-- START OF SOURCE TEXT --

= 9th century in Ireland =

Events from the 9th century in Ireland.

==800s==
- 802
- Death of Muiredach mac Domnaill, King of Mide. He is succeeded by Diarmait mac Donnchado.

- 803
- Death of Diarmait mac Donnchado, King of Mide. He is succeeded by Conchobar mac Donnchada.

- 804
- Aed Oirdnide of the Uí Néill is ordained overking of the Uí Néill by the abbot of Armagh.

- 806
- Viking raid on Iona Abbey in which 68 people, the entire population of the abbey, are massacred.

- 807
- Construction of the monastery of Kells is begun.
- The Book of Armagh is compiled.
- Vikings raid Roscam and Sligo Abbey.

==810s==
- 812
- Death of Cosgrach mac Flannbhrath, King of Umaill.

- 815
- Birth of Johannes Scotus Eriugena.

- 819
- Conchobar mac Donnchada or Conchobar mac Donnchado is High King of Ireland with opposition (rí Érenn co fressabra).

==820s==
- 820
- Feidlimid mac Cremthanin begins his reign as King of Munster, continuing until his death in 847.

- 822
- Death of Tighearnach mac Cathmogha, King of Uí Fiachrach Aidhne.

-- END OF SOURCE TEXT --

> EXERCISE SET
A - Using the timeline, decide whether each statement agrees with it. Answer yes or no for each, and quote the deciding words. (i) Diarmait mac Donnchado succeeded Muiredach mac Domnaill as King of Mide. (ii) The Viking raid on Iona Abbey killed 86 people. (iii) Feidlimid mac Cremthanin reigned as King of Munster until his death in 847.
B - Count the lines of the listing that contain the string "green", with case counting. Give only the number.
The listing after the timeline is separate material with no link to it.

-- START OF SUPPLIED MATERIAL --

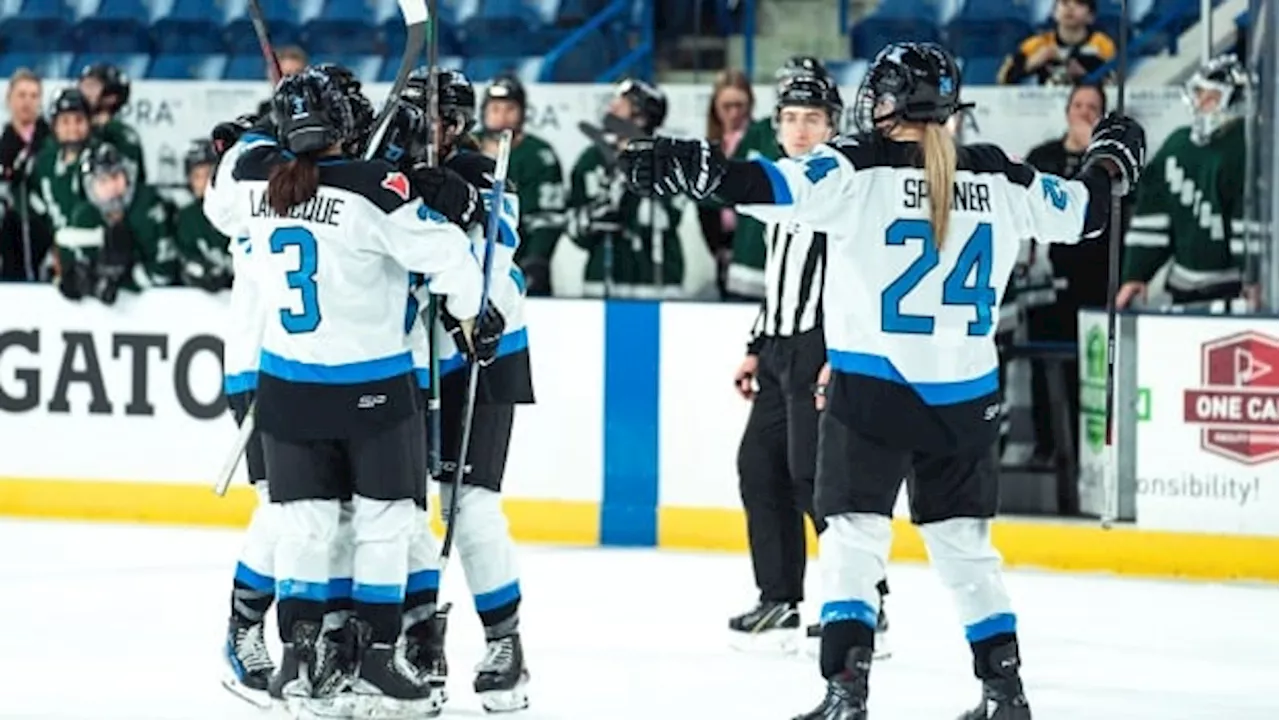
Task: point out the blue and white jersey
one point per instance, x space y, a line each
897 306
242 337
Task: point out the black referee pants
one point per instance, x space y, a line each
777 463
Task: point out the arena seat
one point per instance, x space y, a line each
188 27
37 26
187 65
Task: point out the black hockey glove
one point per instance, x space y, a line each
448 194
666 167
484 337
1120 146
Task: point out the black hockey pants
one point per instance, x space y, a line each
777 461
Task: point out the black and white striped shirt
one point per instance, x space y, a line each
794 277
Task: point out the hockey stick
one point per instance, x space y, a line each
415 26
264 42
490 240
1111 479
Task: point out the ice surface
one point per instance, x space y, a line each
108 621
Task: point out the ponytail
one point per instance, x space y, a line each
940 173
292 183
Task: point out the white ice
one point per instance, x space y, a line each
104 621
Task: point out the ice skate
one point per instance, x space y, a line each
424 648
310 680
1002 697
769 627
250 662
387 687
813 638
502 677
846 693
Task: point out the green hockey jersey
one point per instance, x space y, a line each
204 254
539 182
632 254
1188 206
746 268
149 220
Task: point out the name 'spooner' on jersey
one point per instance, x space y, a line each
337 269
895 306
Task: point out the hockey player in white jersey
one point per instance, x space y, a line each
337 404
923 236
484 543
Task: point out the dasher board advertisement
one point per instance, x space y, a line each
1208 452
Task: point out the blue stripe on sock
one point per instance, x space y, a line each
991 627
842 610
423 580
288 588
494 600
629 510
339 588
378 595
248 577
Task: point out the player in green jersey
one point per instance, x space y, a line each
1189 203
119 237
204 254
536 174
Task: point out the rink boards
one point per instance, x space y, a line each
117 414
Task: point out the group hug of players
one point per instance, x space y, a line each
334 255
339 240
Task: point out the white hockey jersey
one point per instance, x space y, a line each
896 306
242 338
337 269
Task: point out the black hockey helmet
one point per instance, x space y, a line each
105 163
403 139
801 65
115 86
312 113
909 81
810 91
507 89
649 103
1230 78
201 153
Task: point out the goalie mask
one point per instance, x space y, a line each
1216 96
109 180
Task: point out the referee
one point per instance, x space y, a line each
777 458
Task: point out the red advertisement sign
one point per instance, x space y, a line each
1238 402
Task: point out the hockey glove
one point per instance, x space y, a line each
448 194
485 335
1120 146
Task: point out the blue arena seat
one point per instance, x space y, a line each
135 64
344 26
188 27
187 65
282 22
37 26
115 26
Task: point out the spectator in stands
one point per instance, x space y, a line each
632 242
1065 54
120 237
106 90
204 254
728 122
1079 270
22 247
536 174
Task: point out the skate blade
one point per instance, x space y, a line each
257 698
768 642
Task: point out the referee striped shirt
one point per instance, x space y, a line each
794 277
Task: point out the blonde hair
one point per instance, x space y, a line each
940 173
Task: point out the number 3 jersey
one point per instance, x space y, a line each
332 277
905 319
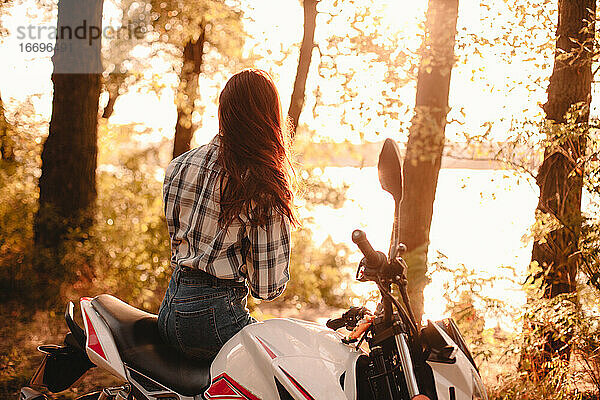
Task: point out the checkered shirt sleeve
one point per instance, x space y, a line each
269 257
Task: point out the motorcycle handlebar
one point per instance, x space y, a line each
374 258
335 324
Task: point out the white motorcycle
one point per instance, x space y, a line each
387 356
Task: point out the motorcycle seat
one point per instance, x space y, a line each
141 348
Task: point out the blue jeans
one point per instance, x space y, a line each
200 313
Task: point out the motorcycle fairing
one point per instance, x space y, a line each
456 377
307 359
100 345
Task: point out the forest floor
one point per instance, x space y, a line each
21 333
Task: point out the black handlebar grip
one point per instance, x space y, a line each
335 324
374 258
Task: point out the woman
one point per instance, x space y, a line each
228 206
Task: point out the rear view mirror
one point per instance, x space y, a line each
390 169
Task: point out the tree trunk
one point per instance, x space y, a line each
426 142
306 48
560 177
7 154
68 181
187 93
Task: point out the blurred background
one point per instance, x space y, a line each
479 94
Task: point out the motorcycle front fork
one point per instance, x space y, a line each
116 393
394 376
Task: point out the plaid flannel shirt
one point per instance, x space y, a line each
191 194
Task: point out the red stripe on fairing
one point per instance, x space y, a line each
267 349
297 385
223 387
93 342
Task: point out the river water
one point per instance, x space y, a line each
480 220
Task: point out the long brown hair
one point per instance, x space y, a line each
254 152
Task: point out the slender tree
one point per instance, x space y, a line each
426 142
193 29
6 142
68 181
193 53
556 258
306 49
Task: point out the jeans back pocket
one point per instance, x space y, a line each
197 332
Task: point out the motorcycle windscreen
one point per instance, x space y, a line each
61 367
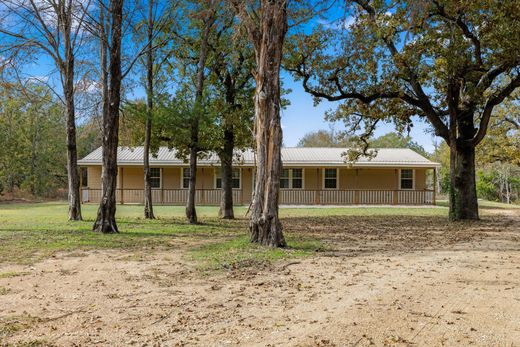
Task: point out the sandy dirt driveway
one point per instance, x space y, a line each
417 281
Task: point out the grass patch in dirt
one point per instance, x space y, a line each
31 232
239 252
12 274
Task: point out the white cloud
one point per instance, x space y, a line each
340 24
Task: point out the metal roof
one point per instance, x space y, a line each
291 156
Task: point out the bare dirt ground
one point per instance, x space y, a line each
385 281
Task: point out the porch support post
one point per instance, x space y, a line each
434 186
80 184
162 186
122 187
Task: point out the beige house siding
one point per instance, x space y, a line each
171 178
348 179
94 177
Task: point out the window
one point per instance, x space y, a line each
330 178
406 179
297 178
235 178
291 179
186 177
284 179
155 177
84 177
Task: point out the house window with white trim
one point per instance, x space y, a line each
406 179
330 178
155 177
186 177
291 179
235 178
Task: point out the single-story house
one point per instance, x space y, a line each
311 176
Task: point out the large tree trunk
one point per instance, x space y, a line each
72 155
463 192
268 38
226 161
191 212
148 206
67 70
106 215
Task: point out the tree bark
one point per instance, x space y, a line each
148 205
67 71
463 192
106 215
268 37
191 212
226 162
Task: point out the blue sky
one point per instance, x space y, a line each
302 117
299 118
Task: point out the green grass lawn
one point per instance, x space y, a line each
29 232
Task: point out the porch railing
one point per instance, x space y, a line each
287 197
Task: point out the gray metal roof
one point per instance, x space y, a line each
291 156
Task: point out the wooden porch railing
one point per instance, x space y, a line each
162 196
287 197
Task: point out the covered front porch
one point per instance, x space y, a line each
287 196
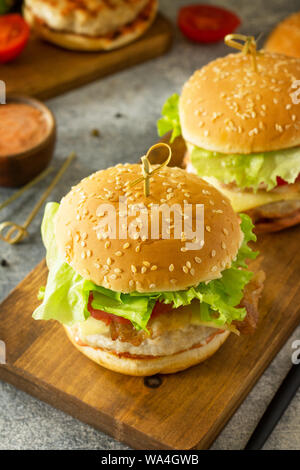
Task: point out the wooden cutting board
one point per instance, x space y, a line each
44 70
190 408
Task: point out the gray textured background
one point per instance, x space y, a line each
138 94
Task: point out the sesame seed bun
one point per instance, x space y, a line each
150 365
138 264
91 40
285 38
228 107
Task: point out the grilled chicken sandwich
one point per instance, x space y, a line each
140 304
90 25
242 131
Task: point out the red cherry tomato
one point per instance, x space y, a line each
206 23
14 34
281 182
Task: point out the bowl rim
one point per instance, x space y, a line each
51 134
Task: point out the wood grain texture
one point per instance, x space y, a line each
44 70
190 408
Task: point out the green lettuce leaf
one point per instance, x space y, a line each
170 118
66 294
248 171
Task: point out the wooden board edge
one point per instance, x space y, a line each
86 414
93 76
254 376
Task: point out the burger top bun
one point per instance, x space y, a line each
285 38
134 262
229 107
95 25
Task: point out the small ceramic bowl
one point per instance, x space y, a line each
20 168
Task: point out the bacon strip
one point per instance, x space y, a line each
252 293
275 225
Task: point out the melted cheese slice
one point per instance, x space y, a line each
243 201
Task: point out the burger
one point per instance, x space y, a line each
140 304
92 25
241 127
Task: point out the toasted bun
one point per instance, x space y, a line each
150 366
80 42
285 38
138 264
228 107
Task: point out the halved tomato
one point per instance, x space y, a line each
206 23
281 182
14 34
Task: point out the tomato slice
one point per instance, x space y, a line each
206 23
281 182
159 308
14 34
104 316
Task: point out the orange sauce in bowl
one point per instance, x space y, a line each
22 127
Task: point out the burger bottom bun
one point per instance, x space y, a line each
79 42
150 366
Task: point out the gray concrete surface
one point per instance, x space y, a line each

-- END OF SUPPLIED MATERIAL --

> ANSWERS IN ORDER
A -
(i) Yes: "Death of Muiredach mac Domnaill, King of Mide. He is succeeded by Diarmait mac Donnchado."
(ii) No: "Viking raid on Iona Abbey in which 68 people, the entire population of the abbey, are massacred."
(iii) Yes: "Feidlimid mac Cremthanin begins his reign as King of Munster, continuing until his death in 847."

B - 4